Written task = Render the lines below as a numbered list, omitting any blank lines.

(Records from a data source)
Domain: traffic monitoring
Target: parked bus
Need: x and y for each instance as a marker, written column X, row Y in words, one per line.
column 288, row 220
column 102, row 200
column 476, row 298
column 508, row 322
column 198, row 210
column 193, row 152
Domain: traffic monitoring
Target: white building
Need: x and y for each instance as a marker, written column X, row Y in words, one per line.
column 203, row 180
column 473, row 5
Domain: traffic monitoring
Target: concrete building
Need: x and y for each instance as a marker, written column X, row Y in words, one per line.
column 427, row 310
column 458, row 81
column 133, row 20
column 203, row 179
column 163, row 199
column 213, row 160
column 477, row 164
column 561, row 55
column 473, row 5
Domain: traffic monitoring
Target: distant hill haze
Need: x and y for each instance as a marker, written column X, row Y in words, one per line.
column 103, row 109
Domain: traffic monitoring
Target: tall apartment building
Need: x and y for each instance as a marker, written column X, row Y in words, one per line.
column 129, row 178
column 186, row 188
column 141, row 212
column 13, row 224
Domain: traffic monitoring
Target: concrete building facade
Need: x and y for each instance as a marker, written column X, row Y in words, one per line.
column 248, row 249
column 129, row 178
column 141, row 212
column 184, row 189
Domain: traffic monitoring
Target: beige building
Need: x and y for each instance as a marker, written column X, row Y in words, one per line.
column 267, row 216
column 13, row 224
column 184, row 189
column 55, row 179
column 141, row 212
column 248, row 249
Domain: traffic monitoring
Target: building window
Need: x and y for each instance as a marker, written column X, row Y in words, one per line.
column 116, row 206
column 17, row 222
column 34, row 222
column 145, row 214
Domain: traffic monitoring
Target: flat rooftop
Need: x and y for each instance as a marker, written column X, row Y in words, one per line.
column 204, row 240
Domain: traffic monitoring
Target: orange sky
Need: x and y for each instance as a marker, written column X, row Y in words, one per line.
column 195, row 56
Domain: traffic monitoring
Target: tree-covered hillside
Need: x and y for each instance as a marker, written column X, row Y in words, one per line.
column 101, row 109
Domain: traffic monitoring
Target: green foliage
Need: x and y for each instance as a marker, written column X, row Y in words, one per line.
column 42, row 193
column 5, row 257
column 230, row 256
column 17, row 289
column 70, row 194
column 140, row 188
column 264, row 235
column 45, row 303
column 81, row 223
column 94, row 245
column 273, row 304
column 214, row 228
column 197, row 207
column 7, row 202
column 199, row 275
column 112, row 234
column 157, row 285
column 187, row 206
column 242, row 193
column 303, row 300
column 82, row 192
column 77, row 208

Problem solution =
1. Domain: traffic monitoring
2. Target: parked bus
3. Need: x and y for each instance as a marker, written column X, row Y in words, one per line.
4. column 288, row 220
5. column 102, row 200
6. column 476, row 298
7. column 508, row 322
8. column 198, row 210
9. column 193, row 152
10. Domain: traffic monitoring
11. Target: white building
12. Need: x and y for each instance as a marker, written column X, row Y in words, one per line.
13. column 203, row 180
14. column 473, row 5
15. Domain: traffic monitoring
16. Target: concrete building
17. Need: x and y for each instance as a marker, written column X, row Y in words, one per line.
18. column 427, row 310
19. column 458, row 81
20. column 133, row 20
21. column 203, row 179
22. column 163, row 199
23. column 213, row 160
24. column 477, row 164
25. column 561, row 55
26. column 473, row 5
27. Domain: traffic monitoring
28. Target: distant hill haze
29. Need: x and y for each instance as a marker, written column X, row Y in words, one per line.
30. column 103, row 109
31. Domain: traffic monitoring
32. Target: tall apartment building
33. Need: x and y for each instance as a marker, written column X, row Y in words, one per line.
34. column 129, row 178
35. column 186, row 188
36. column 141, row 212
37. column 13, row 224
38. Domain: traffic monitoring
39. Target: concrete building facade
40. Need: x and y for each instance as a marker, written column X, row Y in words, one per line.
41. column 248, row 249
42. column 129, row 178
43. column 141, row 212
44. column 184, row 189
45. Domain: traffic monitoring
46. Target: beige building
47. Need: x and y for each instance as a marker, written column X, row Y in words, one per line.
48. column 267, row 216
49. column 13, row 224
50. column 184, row 189
51. column 55, row 179
52. column 141, row 212
53. column 248, row 249
54. Domain: traffic monitoring
55. Target: building window
56. Need: x and y for each instance as a marker, written column X, row Y in words, one per line.
57. column 116, row 206
58. column 17, row 222
59. column 34, row 222
60. column 145, row 214
61. Domain: traffic monitoring
62. Target: flat rooftop
63. Need: x and y for each instance as a marker, written column X, row Y in words, one per line.
64. column 204, row 240
65. Domain: traffic monitoring
66. Target: orange sky
67. Need: x and y for each instance as a marker, written column X, row Y in words, one per line.
68. column 195, row 56
69. Domain: traffic monitoring
70. Target: tree-covered hillside
71. Need: x and y for each instance as a marker, written column X, row Y in words, one per line.
72. column 101, row 109
73. Domain: traffic monitoring
74. Target: green foliage
75. Need: x and y for each instance as a marker, written column X, row Y in words, one per line.
76. column 42, row 193
77. column 5, row 257
78. column 230, row 256
79. column 17, row 289
80. column 70, row 194
81. column 140, row 188
82. column 264, row 235
83. column 45, row 303
84. column 81, row 223
85. column 94, row 245
86. column 273, row 304
87. column 214, row 228
88. column 197, row 207
89. column 7, row 202
90. column 199, row 275
91. column 112, row 234
92. column 157, row 285
93. column 187, row 206
94. column 242, row 193
95. column 303, row 300
96. column 82, row 192
97. column 77, row 208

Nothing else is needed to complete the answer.